» **Entries shown**
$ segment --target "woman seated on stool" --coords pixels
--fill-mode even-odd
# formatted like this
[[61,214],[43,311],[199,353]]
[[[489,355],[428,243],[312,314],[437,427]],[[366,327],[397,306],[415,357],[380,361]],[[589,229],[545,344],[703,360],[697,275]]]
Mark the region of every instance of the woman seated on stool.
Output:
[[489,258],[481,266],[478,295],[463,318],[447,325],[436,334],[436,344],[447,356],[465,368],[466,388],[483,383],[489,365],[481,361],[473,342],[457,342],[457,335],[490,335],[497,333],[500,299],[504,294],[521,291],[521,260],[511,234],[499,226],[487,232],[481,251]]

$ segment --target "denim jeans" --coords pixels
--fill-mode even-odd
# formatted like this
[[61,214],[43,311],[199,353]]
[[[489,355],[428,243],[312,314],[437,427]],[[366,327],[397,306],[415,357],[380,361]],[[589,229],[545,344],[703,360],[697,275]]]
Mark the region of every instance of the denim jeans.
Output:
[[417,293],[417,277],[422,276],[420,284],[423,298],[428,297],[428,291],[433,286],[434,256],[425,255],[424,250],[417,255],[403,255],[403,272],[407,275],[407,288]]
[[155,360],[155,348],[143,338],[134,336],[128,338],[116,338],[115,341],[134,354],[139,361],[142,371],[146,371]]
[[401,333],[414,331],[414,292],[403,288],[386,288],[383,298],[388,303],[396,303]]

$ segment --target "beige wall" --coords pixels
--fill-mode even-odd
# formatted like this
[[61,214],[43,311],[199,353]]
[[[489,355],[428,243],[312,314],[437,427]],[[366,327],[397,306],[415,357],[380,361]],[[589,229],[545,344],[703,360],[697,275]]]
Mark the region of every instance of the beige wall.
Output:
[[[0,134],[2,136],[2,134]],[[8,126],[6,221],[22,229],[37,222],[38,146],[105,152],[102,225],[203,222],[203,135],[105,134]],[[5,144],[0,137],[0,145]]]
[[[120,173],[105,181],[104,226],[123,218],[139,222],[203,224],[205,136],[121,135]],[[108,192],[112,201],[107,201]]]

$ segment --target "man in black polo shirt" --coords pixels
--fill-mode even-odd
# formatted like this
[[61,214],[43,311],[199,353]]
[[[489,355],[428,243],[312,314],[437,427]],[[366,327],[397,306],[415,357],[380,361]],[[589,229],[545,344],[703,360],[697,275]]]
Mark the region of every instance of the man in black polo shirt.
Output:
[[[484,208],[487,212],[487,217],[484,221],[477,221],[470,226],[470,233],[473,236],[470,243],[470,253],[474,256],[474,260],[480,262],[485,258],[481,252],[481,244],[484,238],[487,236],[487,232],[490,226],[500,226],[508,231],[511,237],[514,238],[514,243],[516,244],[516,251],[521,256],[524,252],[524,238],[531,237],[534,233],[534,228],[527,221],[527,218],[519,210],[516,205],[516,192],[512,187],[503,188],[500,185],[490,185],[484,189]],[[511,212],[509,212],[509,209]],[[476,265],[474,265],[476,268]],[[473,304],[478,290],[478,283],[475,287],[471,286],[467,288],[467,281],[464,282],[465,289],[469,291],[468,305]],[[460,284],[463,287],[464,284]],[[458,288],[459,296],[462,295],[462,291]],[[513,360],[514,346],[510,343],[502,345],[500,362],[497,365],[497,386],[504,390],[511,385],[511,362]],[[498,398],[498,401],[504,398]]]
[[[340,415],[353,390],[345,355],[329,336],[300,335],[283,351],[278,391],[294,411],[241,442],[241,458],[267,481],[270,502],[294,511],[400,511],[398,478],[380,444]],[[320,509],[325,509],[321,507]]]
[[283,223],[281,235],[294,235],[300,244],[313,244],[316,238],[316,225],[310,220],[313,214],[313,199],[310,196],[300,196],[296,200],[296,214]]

» **Stated exercise**
Each line of the material should be duplicated exactly, please.

» **Answer to this task**
$ segment --target "woman seated on stool" --coords pixels
--fill-mode even-odd
# formatted like this
[[61,214],[43,311],[199,353]]
[[[489,355],[428,243],[312,314],[437,427]],[[366,327],[397,306],[415,357],[380,361]],[[589,229],[545,344],[703,360],[697,275]]]
Mark the region of every instance of the woman seated on stool.
Output:
[[489,258],[481,266],[478,295],[463,318],[447,325],[436,334],[436,344],[447,356],[465,368],[466,388],[483,383],[489,365],[481,361],[473,342],[457,342],[457,335],[490,335],[497,333],[500,299],[504,294],[521,291],[521,260],[511,234],[499,226],[487,232],[481,251]]

$ segment --target "denim jeans" --coords pixels
--fill-mode even-odd
# formatted like this
[[61,214],[43,311],[199,353]]
[[[489,355],[428,243],[312,314],[437,427]],[[366,327],[397,306],[415,357],[380,361]],[[589,229],[545,344],[703,360],[697,275]]]
Mark the region of every instance of the denim jeans.
Output:
[[417,293],[417,277],[422,276],[420,284],[423,298],[428,297],[428,291],[433,286],[434,256],[425,255],[424,250],[417,255],[403,255],[403,272],[407,275],[407,288]]
[[155,360],[155,348],[143,338],[134,336],[128,338],[116,338],[115,341],[134,354],[139,361],[142,371],[146,371]]
[[401,333],[414,331],[414,292],[403,288],[386,288],[383,298],[388,303],[396,303]]

$ segment --target "beige wall" --coords pixels
--fill-mode even-odd
# formatted like this
[[61,214],[43,311],[199,353]]
[[[489,355],[428,243],[312,314],[437,427]],[[366,327],[397,306],[415,357],[380,361]],[[589,229],[545,344],[703,360],[697,275]]]
Mark the region of every instance of the beige wall.
Output:
[[[0,134],[2,136],[2,134]],[[8,126],[6,221],[22,229],[37,222],[38,146],[105,152],[102,225],[203,222],[203,135],[105,134]],[[5,144],[0,137],[0,145]]]
[[[120,173],[105,181],[104,226],[123,218],[139,222],[203,224],[205,136],[121,135]],[[108,192],[112,201],[107,201]]]

$ segment --target "man in black polo shirt" --coords pixels
--fill-mode even-odd
# formatted like this
[[61,214],[43,311],[199,353]]
[[[489,355],[428,243],[312,314],[437,427]],[[366,327],[397,306],[415,357],[380,361]],[[589,229],[545,344],[703,360],[697,275]]]
Mark the region of every instance of the man in black polo shirt.
Output:
[[[484,208],[487,212],[487,217],[484,221],[477,221],[470,226],[470,233],[473,236],[470,243],[470,253],[474,256],[474,260],[480,262],[485,258],[481,252],[481,244],[484,238],[487,236],[487,232],[490,226],[500,226],[508,231],[511,237],[514,238],[514,243],[516,244],[516,251],[521,256],[524,252],[524,238],[531,237],[534,233],[534,228],[527,221],[527,218],[519,210],[516,205],[516,192],[512,187],[503,188],[500,185],[490,185],[484,189]],[[511,212],[509,212],[509,209]],[[476,265],[474,265],[476,268]],[[473,304],[478,290],[478,283],[475,287],[471,286],[467,288],[467,281],[464,282],[465,289],[469,291],[468,305]],[[460,284],[463,287],[464,284]],[[458,288],[459,296],[462,295],[462,291]],[[513,360],[514,346],[510,343],[502,345],[500,362],[497,365],[497,386],[504,390],[511,385],[511,362]],[[498,398],[498,401],[504,398]]]
[[[340,415],[353,390],[345,355],[329,336],[300,335],[283,351],[278,391],[294,411],[241,442],[241,458],[267,481],[270,502],[294,511],[400,511],[398,478],[380,444]],[[320,509],[325,509],[321,507]]]
[[283,223],[281,235],[294,235],[300,244],[313,244],[316,238],[316,225],[310,220],[313,214],[313,199],[310,196],[300,196],[296,200],[296,214]]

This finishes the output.